[Bounding-box records]
--- START ---

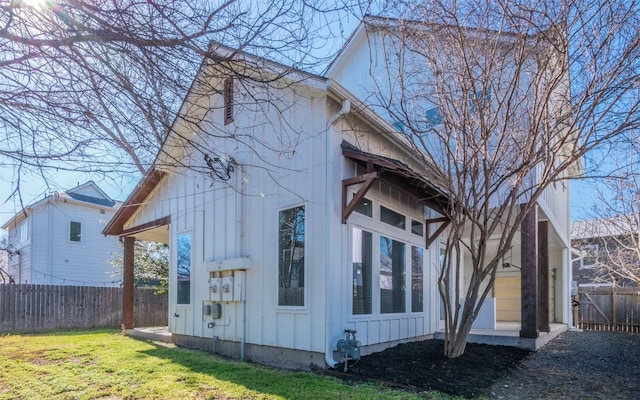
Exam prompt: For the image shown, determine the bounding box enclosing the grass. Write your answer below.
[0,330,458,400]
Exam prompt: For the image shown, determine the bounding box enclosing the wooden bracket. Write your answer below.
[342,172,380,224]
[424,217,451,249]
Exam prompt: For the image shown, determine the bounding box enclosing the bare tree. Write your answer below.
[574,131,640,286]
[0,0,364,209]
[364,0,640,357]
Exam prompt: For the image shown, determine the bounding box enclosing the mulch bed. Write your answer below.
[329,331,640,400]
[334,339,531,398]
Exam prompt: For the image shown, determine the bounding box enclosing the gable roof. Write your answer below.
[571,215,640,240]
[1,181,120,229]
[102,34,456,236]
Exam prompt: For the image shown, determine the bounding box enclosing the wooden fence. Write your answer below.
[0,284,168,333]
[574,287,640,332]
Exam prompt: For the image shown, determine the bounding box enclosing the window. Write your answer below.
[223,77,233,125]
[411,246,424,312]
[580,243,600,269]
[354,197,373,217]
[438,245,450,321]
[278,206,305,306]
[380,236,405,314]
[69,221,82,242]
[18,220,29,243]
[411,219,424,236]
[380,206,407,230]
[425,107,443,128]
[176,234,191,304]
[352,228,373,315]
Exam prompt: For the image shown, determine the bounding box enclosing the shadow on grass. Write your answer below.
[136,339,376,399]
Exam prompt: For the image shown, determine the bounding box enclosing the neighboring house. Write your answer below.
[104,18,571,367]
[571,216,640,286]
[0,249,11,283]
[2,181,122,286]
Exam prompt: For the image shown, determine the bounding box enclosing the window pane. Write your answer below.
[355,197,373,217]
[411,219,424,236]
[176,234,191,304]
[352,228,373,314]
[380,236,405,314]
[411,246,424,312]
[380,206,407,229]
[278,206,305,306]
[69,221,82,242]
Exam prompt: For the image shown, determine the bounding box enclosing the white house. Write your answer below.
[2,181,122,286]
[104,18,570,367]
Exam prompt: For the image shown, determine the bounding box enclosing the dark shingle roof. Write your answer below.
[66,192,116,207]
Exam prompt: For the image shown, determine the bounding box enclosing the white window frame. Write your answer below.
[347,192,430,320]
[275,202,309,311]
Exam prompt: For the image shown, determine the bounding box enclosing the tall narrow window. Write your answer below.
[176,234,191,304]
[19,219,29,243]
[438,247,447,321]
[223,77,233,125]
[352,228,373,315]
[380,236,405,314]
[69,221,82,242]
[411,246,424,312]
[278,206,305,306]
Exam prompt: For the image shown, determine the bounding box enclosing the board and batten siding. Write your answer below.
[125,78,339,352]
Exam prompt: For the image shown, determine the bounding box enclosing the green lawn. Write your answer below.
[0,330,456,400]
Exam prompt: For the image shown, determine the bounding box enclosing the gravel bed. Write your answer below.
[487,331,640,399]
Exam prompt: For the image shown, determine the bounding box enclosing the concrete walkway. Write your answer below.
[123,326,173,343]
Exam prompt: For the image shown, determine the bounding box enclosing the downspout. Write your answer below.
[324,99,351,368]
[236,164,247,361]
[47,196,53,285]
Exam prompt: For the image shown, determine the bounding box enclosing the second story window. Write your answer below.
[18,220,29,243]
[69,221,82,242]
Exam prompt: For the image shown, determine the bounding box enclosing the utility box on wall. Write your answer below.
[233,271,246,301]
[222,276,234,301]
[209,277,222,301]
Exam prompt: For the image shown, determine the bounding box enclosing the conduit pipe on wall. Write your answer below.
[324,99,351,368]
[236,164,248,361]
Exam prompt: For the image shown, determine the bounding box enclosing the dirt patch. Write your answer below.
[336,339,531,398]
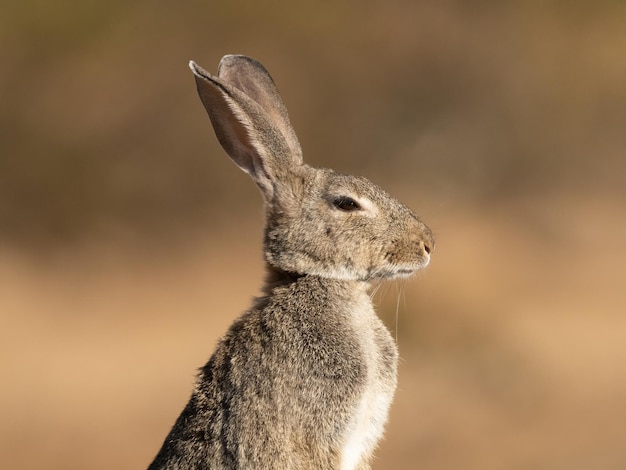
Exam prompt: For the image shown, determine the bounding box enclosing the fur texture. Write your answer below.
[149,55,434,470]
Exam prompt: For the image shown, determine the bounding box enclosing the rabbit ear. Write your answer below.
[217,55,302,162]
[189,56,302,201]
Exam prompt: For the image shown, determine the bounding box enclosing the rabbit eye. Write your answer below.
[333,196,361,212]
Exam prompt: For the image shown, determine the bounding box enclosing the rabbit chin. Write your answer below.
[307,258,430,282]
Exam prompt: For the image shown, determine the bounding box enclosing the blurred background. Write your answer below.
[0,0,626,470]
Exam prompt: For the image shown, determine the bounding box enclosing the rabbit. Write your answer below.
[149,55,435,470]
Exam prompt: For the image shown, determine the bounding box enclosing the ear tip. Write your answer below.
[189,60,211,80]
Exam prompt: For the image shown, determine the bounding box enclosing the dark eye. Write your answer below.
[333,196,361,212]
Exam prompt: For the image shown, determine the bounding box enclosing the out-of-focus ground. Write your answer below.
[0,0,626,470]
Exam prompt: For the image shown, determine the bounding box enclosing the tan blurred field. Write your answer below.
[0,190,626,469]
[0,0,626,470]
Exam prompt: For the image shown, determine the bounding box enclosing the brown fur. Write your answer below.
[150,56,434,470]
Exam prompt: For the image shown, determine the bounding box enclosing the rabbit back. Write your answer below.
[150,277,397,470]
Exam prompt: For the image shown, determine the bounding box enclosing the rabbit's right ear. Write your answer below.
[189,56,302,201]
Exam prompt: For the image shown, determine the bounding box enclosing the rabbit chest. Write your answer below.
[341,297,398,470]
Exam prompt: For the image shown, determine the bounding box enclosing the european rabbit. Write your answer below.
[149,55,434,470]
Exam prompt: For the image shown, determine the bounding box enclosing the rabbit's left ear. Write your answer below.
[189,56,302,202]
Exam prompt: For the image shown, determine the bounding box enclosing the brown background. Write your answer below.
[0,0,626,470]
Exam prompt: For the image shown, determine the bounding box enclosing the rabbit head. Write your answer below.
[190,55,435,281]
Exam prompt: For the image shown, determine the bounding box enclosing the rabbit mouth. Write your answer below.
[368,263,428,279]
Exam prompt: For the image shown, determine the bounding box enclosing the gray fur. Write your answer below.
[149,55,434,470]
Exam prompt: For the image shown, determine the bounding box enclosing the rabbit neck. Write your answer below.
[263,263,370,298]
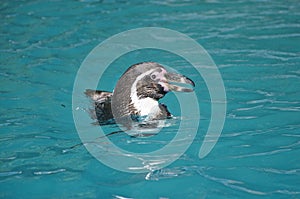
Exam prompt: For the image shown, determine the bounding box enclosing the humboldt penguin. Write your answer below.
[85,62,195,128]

--- END ---

### SET EXERCISE
Pick out each line in the records that contains the string "wooden", and copy those lines.

### RESPONSE FOR THIS EXERCISE
Exam prompt: For the image shown, determine the bounding box enclosing the wooden bracket. Write your answer below.
Exam prompt: For the image shown, determine the bounding box enclosing the wooden fence. Write your answer below.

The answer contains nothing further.